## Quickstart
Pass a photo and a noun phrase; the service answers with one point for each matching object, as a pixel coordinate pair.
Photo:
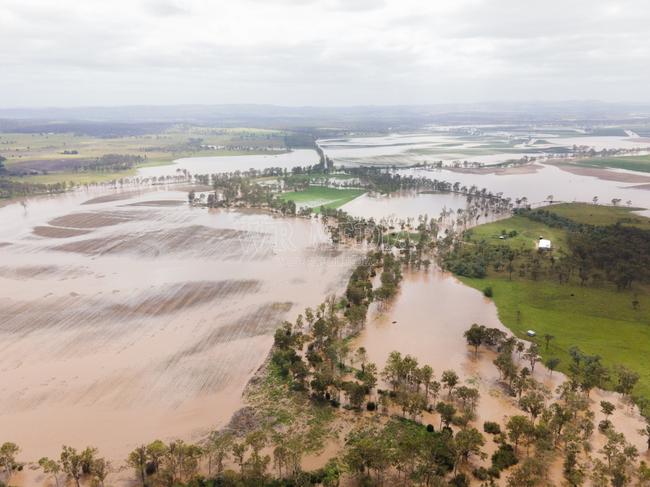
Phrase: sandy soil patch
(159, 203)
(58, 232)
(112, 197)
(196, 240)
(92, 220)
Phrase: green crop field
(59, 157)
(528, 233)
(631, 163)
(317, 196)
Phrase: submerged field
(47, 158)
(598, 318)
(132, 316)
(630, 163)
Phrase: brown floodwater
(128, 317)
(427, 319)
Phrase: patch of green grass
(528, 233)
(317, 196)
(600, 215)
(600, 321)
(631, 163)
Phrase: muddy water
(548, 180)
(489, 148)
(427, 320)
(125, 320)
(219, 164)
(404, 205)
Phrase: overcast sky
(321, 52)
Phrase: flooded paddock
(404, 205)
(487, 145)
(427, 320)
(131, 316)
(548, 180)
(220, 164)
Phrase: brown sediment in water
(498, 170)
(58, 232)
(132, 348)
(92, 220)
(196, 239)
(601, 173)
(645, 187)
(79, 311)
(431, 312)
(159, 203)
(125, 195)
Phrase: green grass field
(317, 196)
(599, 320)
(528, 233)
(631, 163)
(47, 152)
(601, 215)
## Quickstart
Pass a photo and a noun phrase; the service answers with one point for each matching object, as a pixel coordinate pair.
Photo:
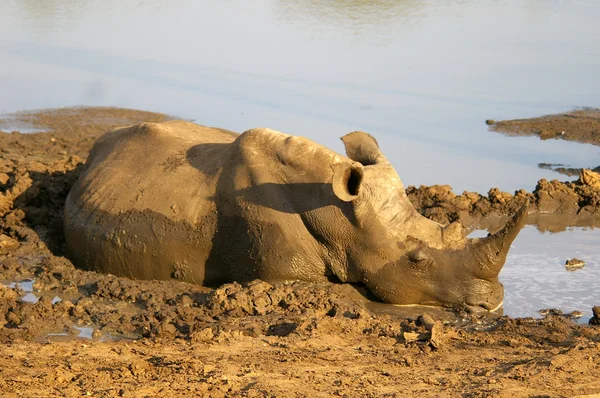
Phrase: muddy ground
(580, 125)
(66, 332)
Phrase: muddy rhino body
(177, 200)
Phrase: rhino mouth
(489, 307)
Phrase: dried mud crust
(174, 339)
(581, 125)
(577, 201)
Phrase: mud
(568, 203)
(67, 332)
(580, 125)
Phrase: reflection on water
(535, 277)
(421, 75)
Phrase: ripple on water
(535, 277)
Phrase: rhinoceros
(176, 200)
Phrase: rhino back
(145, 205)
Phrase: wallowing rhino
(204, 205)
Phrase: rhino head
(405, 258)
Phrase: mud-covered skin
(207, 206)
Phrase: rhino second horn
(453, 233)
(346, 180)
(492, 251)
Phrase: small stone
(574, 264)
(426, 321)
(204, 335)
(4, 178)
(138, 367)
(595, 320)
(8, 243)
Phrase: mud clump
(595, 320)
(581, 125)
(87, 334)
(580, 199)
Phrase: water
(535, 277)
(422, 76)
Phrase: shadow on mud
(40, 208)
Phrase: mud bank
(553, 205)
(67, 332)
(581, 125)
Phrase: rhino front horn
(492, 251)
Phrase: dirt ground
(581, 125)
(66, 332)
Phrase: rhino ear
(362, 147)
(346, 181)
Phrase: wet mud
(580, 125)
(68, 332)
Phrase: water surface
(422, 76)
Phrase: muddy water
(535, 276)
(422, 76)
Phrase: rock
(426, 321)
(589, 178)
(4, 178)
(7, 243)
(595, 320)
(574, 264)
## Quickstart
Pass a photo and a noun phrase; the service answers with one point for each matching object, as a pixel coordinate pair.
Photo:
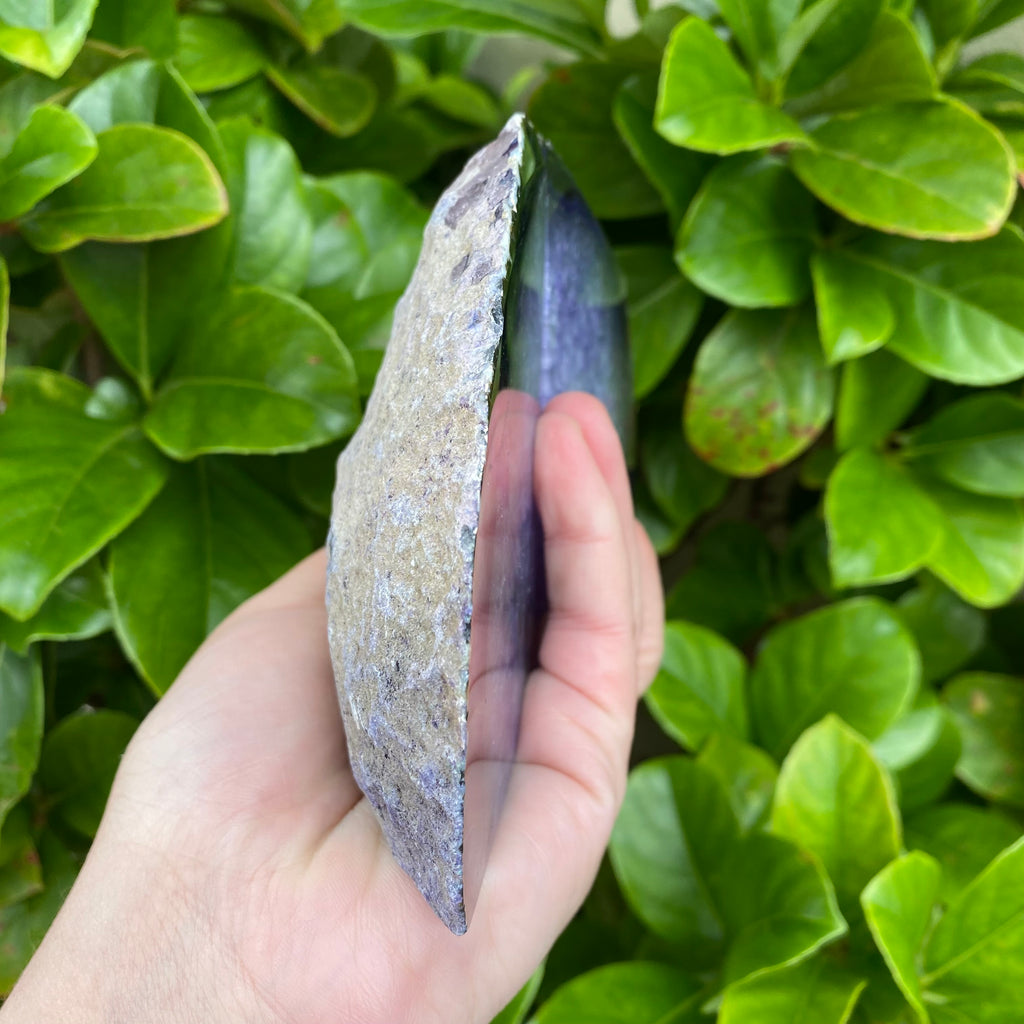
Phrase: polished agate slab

▶ INSTRUCTIONS FOR THE TASK: Each line of the data is to be duplicated exactly; pictures stay out of the copy.

▶ CORRECT RESULT:
## Quickstart
Pass a photo and a noun phrase; the service answers with one point for each matching object, as a pixel coordinate pair.
Photo:
Phrase: sandy soil patch
(159, 203)
(58, 232)
(112, 197)
(196, 240)
(92, 220)
Phrase: green crop field
(59, 157)
(528, 233)
(631, 163)
(317, 196)
Phrase: submerged field
(47, 158)
(598, 318)
(132, 316)
(630, 163)
Phrase: brown floodwater
(128, 317)
(427, 319)
Phrase: patch of green grass
(528, 233)
(317, 196)
(600, 215)
(600, 321)
(631, 163)
Phrase: muddy water
(548, 180)
(489, 148)
(427, 320)
(125, 320)
(219, 164)
(404, 205)
Phrase: overcast sky
(321, 52)
Phrase: flooded paddock
(404, 205)
(487, 145)
(427, 320)
(131, 316)
(548, 180)
(220, 164)
Phrase: brown sediment in water
(498, 170)
(58, 232)
(132, 348)
(92, 220)
(196, 239)
(601, 173)
(645, 187)
(79, 311)
(431, 312)
(159, 203)
(125, 195)
Phrase: green grass field
(317, 196)
(599, 320)
(528, 233)
(631, 163)
(47, 152)
(601, 215)
## Quickstart
Pass a photo and a noun phrase; the service answers with one point for each matching object, as a pixel coordinate pair.
Photo:
Phrase: muddy ground
(580, 125)
(66, 332)
Phrase: muddy rhino body
(177, 200)
Phrase: rhino mouth
(489, 307)
Phrase: dried mud crust
(174, 339)
(581, 125)
(577, 201)
Phrase: mud
(568, 203)
(67, 332)
(580, 125)
Phrase: reflection on water
(535, 277)
(421, 75)
Phrase: ripple on water
(535, 277)
Phrase: rhinoceros
(176, 200)
Phrase: rhino back
(145, 205)
Phrase: wallowing rhino
(204, 205)
Phrase: rhino head
(405, 258)
Phrase: mud-covered skin
(207, 206)
Phrase: rhino second horn
(453, 233)
(346, 180)
(492, 251)
Phrase: small stone
(574, 264)
(426, 321)
(204, 335)
(4, 178)
(138, 367)
(595, 320)
(8, 243)
Phrase: mud clump
(595, 320)
(581, 125)
(87, 334)
(580, 199)
Phrase: water
(535, 277)
(422, 76)
Phrase: shadow on mud
(40, 208)
Phrase: mud bank
(553, 205)
(67, 332)
(581, 125)
Phrase: rhino front horn
(492, 251)
Phrase: dirt ground
(581, 125)
(66, 332)
Phrase: rhino ear
(362, 147)
(346, 181)
Phrase: wet mud
(580, 125)
(68, 332)
Phrase: water surface
(422, 76)
Phrase: muddy water
(535, 276)
(422, 76)
Phrase: rock
(426, 321)
(589, 178)
(4, 178)
(7, 243)
(595, 320)
(574, 264)
## Quickstart
Pass a photo and a noun phrase; the service answers with one point for each matching object, as a pixel coordinate pair.
Photo:
Phrase: polished agate slab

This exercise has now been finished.